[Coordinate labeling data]
====================
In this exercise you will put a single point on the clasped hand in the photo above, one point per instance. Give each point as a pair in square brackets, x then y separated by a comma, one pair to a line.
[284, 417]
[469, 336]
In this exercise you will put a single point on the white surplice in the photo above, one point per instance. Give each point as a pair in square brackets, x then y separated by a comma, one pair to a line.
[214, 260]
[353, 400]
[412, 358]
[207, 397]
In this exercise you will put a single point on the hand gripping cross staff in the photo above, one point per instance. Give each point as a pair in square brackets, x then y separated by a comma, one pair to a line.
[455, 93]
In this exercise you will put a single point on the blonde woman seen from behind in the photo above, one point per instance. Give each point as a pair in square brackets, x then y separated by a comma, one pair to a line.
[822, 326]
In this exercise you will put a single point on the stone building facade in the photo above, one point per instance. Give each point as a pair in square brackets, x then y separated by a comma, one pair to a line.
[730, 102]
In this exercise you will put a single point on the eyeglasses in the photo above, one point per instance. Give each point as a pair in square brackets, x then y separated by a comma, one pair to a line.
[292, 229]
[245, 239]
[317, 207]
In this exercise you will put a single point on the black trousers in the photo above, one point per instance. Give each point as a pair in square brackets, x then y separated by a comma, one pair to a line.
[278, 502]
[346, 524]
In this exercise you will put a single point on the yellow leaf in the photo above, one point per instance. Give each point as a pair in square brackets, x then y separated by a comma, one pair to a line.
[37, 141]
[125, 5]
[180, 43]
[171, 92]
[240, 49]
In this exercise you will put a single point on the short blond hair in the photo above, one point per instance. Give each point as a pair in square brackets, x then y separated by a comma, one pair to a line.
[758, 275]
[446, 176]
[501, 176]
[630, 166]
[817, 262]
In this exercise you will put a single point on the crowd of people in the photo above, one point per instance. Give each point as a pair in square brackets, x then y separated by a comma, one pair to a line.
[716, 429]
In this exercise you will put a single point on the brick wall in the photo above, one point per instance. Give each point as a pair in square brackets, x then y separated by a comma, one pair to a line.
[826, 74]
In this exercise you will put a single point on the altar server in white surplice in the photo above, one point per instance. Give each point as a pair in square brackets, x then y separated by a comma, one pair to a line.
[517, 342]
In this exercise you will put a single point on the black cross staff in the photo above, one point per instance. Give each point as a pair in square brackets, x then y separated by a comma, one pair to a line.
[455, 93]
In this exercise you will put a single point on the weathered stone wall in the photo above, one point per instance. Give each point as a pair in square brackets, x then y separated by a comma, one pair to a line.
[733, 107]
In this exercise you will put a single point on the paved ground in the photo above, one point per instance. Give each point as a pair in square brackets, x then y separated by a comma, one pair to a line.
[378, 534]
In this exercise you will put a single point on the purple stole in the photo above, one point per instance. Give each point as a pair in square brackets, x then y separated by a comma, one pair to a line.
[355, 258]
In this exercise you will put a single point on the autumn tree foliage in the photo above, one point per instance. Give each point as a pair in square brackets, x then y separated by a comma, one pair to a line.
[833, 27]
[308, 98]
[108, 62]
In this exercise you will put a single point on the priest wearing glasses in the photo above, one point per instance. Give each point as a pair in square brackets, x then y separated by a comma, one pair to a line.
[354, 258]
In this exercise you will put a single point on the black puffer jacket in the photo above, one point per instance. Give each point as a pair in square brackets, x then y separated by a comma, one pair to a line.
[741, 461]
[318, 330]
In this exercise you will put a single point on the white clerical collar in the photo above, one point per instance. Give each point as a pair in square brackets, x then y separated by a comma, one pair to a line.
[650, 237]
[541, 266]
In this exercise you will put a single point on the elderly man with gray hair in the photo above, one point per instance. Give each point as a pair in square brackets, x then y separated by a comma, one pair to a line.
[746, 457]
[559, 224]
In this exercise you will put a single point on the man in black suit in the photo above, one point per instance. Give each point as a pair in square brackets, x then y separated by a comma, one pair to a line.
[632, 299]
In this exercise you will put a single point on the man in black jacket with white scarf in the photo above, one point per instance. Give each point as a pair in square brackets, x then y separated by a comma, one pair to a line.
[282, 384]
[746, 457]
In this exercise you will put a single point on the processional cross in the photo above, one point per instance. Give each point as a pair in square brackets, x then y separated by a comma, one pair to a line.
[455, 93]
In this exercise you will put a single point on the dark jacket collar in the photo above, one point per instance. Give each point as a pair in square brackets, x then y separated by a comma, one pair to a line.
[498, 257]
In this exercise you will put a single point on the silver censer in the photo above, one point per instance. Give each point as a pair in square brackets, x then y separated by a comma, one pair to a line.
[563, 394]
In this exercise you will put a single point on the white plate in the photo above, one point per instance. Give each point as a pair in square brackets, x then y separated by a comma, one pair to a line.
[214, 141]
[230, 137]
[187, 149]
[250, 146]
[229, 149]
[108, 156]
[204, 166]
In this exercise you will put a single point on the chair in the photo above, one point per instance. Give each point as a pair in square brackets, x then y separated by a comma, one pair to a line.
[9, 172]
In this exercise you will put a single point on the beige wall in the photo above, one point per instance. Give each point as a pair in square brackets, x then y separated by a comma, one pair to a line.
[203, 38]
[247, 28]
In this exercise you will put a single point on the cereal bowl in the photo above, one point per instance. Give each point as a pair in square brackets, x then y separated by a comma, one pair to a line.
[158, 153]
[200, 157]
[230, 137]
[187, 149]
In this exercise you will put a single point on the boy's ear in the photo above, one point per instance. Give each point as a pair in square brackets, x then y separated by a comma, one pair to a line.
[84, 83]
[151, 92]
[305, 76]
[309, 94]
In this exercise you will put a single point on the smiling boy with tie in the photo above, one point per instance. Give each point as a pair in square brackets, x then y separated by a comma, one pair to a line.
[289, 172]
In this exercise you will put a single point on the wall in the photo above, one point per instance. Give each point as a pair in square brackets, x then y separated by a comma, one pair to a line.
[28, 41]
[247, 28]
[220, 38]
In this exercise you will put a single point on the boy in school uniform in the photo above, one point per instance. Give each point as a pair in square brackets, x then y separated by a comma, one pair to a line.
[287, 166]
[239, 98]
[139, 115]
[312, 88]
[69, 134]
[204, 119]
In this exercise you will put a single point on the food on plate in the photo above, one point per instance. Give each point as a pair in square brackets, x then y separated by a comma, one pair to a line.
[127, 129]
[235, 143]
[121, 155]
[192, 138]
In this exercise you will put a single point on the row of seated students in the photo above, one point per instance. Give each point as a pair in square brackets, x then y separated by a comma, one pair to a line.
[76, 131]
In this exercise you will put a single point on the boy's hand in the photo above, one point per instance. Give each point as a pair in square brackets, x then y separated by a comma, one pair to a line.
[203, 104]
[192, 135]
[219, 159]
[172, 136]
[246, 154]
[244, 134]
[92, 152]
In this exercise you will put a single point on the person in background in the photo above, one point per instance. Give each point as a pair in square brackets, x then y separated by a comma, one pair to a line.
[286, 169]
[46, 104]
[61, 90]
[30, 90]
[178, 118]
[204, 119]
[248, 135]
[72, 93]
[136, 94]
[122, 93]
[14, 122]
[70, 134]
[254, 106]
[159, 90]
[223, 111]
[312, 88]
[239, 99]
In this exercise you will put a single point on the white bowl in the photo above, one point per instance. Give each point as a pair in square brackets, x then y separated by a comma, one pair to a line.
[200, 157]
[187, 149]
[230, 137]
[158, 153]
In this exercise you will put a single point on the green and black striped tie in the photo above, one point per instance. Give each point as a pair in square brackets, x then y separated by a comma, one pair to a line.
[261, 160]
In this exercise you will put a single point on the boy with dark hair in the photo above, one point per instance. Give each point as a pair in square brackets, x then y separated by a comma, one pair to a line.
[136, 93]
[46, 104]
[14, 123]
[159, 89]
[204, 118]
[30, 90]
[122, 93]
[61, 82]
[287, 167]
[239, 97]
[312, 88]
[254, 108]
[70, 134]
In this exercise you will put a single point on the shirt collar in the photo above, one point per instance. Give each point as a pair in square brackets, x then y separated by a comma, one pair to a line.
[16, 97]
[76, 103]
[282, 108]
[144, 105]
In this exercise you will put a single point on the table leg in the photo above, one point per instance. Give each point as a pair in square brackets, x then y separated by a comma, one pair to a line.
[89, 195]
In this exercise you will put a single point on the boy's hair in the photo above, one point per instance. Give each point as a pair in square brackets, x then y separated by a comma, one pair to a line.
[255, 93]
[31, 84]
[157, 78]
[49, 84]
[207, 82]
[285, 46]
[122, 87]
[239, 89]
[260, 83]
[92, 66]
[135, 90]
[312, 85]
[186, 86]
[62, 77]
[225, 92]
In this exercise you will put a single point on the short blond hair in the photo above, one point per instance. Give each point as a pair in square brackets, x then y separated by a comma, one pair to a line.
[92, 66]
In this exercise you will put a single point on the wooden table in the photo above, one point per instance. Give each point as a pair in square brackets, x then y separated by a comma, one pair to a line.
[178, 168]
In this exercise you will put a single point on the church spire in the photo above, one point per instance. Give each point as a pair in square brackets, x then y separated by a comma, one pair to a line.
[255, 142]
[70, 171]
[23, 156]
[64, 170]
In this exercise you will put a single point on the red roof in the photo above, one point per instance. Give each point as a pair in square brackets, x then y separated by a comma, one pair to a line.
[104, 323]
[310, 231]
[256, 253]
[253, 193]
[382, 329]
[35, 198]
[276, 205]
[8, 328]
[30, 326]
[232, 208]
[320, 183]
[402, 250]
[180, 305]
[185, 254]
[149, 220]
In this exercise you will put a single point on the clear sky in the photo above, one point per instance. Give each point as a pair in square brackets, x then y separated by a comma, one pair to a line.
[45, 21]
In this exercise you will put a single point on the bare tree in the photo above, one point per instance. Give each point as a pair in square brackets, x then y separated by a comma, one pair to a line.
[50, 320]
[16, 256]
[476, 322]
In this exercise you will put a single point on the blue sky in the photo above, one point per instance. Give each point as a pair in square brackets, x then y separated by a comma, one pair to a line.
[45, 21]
====================
**What the task requires:** Rewrite the data from the line with "on the wooden" through the end, replacing "red roof" with "tiled roof" and keeping everything else the same.

**Exercise response:**
In this exercise you will put a single point on the wooden table in the photo above, one point per instance. Give each point as a pair in square brackets, x then y separated by a comma, one pair to a line.
[178, 168]
In this exercise you will put a single point on the church spire in the photo above, one point per instance. Give each point as a pair in square brackets, x then y separated by a comma, one pair to a line.
[255, 142]
[70, 171]
[23, 156]
[64, 170]
In this exercise you will put a single point on the tiled roof in the photo above, one point per instance. Give each point as a pair in square brackets, x then y separated by a comma, one pair to a line.
[104, 323]
[310, 231]
[256, 253]
[253, 193]
[382, 329]
[35, 198]
[276, 205]
[8, 328]
[30, 326]
[232, 208]
[320, 183]
[402, 250]
[180, 305]
[185, 254]
[149, 220]
In this exercise you will put a single point on the clear sky in the photo above, one point per instance. Give each point as a pair in square brackets, x then y separated by a comma, one pair to a line.
[45, 21]
In this exercise you will put a single point on the bare tree in the photo above, one point per instance. Give each point as a pair in square brackets, x then y separated by a comma, one pair to a line.
[50, 320]
[16, 256]
[476, 322]
In this exercise you will put a single point on the blue sky in the photo above, one point per instance. Give each point as a pair in square brackets, x then y separated by a comma, one pair to a line.
[45, 21]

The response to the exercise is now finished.